“A utopia sempre foi uma questão política, um destino incomum para uma forma literária – e, do mesmo modo que o valor literário da forma está sempre sujeito à dúvida, seu estatuto político também é estruturalmente ambíguo”.
Essas primeiras linhas de Arqueologias do futuro, de Fredric Jameson já são capazes de enunciar os principais temas do longo ensaio que abre essa obra fundamental: as relações entre a imaginação, seus limites, e a crítica política imbricadas na literatura.
Ana Rüsche, A terra é redonda, 16 de fevereiro de 2022
Arqueologias do futuro é hoje uma obra essencial para a análise sobre obras de ficção-científica (FC) e obras utópicas. A partir da escavação minuciosa sobre questões culturais e políticas de cada período, com fricções próprias a cada tema e autoria analisados, Fredric Jameson foi capaz, com esse livro, de alçar os estudos sobre ficção-científica a um novo patamar de complexidade, oxigenando o campo das utopias e abrindo caminho para outras confabulações possíveis. Como o título sugere no que diz respeito à FC, há que se destrinchar essa grande metáfora central ao gênero, o futuro, a partir de uma mirada rigorosa sobre o passado, colocando-o, em um aparente paradoxo, à frente.
Duas partes dividem o livro, um tomo de 650 páginas, agora publicado com muito zelo em português. Na primeira, O desejo chamado Utopia, um longo ensaio com treze capítulos, discute-se o que seria a Utopia hoje; a obra inaugural, de Thomas Morus, assim como utopias literárias recentes; corpos alienígenas; e a noção de futuro. Na parte dois, Até onde o pensamento alcança, um compilado de ensaios, a respeito de obras de Brian Aldiss, Kim Stanley Robinson, Philip K. Dick, Ursula Le Guin, Van Vogt e Vonda MacIntyre, entre muitas outras autorias.

▶ [Lista de tarefas]
1. Resuma o trecho sobre Arqueologias do futuro em duas frases.
2. Segundo o trecho, quantos capítulos tem o ensaio O desejo chamado Utopia?
3. Transcreva do trecho a passagem que começa nas palavras "Duas partes dividem" e termina depois de "muitas outras autorias.".
O material que vem a seguir provém de outra fonte.

▶ [Listagem de dados]
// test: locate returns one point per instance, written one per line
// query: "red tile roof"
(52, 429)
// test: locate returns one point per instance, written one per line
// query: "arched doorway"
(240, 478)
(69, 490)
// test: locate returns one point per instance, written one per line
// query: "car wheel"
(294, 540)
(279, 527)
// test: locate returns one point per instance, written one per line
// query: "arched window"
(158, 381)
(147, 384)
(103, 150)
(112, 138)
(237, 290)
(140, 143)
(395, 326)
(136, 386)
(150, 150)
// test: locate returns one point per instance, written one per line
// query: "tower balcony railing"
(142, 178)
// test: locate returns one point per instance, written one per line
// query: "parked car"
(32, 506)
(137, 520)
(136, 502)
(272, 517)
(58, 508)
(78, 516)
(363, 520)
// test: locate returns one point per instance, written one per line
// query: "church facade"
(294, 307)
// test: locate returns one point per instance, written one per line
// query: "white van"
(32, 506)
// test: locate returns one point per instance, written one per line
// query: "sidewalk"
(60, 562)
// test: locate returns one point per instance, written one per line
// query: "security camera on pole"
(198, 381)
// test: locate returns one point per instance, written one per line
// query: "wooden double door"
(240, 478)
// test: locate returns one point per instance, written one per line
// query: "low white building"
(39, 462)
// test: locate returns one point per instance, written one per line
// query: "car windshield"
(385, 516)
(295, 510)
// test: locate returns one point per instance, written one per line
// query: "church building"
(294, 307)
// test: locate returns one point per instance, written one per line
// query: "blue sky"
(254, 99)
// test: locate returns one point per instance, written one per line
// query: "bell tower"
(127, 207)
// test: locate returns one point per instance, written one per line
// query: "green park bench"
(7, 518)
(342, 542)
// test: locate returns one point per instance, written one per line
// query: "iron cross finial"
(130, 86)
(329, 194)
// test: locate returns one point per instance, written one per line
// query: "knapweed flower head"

▶ [Respostas por tarefa]
1. Arqueologias do futuro, de Fredric Jameson, é apresentado como obra essencial para a análise de ficção científica e de obras utópicas, tendo elevado esses estudos a um novo patamar de complexidade. O livro, de 650 páginas, divide-se em duas partes: um longo ensaio em treze capítulos sobre a Utopia e um compilado de ensaios sobre obras de diversos autores.

2. Treze capítulos.

3.
Duas partes dividem o livro, um tomo de 650 páginas, agora publicado com muito zelo em português. Na primeira, O desejo chamado Utopia, um longo ensaio com treze capítulos, discute-se o que seria a Utopia hoje; a obra inaugural, de Thomas Morus, assim como utopias literárias recentes; corpos alienígenas; e a noção de futuro. Na parte dois, Até onde o pensamento alcança, um compilado de ensaios, a respeito de obras de Brian Aldiss, Kim Stanley Robinson, Philip K. Dick, Ursula Le Guin, Van Vogt e Vonda MacIntyre, entre muitas outras autorias.